WHAT TO PRODUCE:
Can you copy the material below word for word, starting at the line with "Extract blurred background" and continuing through the end of the material, including both of those lines? Leave the pictures out.

DATA RECORDS:
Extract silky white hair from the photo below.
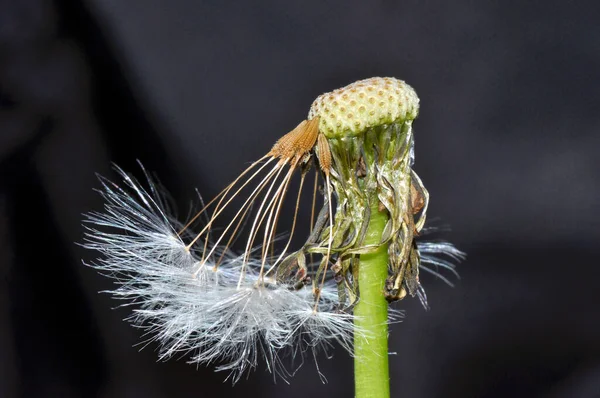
[83,168,462,383]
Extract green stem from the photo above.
[354,200,390,398]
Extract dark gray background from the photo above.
[0,0,600,398]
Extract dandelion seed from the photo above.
[84,78,463,382]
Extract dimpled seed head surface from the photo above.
[308,77,419,138]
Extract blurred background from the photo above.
[0,0,600,398]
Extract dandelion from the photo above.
[84,78,463,397]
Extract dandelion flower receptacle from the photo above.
[84,78,462,397]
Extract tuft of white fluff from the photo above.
[83,167,463,383]
[83,168,361,382]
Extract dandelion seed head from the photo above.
[308,77,419,138]
[84,78,463,382]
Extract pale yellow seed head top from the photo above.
[308,77,419,138]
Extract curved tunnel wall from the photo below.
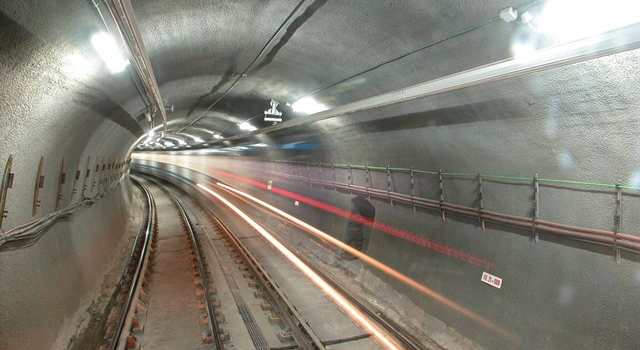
[0,1,143,349]
[0,0,640,349]
[134,47,640,349]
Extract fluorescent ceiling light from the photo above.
[238,122,258,131]
[91,32,129,73]
[291,97,329,114]
[533,0,640,42]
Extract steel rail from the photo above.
[109,177,157,350]
[206,211,326,350]
[152,177,224,350]
[214,183,433,350]
[131,165,424,350]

SOLUTION FOR THIS PROBLEM:
Extract blurred background from the photo above.
[0,0,600,398]
Extract dandelion from the photo above.
[84,78,463,397]
Extract dandelion flower receptacle from the photo above.
[84,78,462,397]
Extract tuft of white fluff from the photo above.
[83,167,463,383]
[83,168,361,382]
Extract dandelion seed head from the photo above.
[308,77,419,138]
[84,78,463,382]
Extract pale yellow seed head top from the photo above.
[308,77,419,138]
Extract curved tunnel wall from the photo below.
[0,1,143,349]
[0,0,640,349]
[134,47,640,349]
Extract fluorescent ceiling light from the photo above.
[238,122,258,131]
[91,32,129,73]
[291,97,329,114]
[533,0,640,42]
Extract steel rail from the photo above.
[109,177,157,350]
[206,211,326,350]
[152,177,224,350]
[214,183,433,350]
[131,165,424,350]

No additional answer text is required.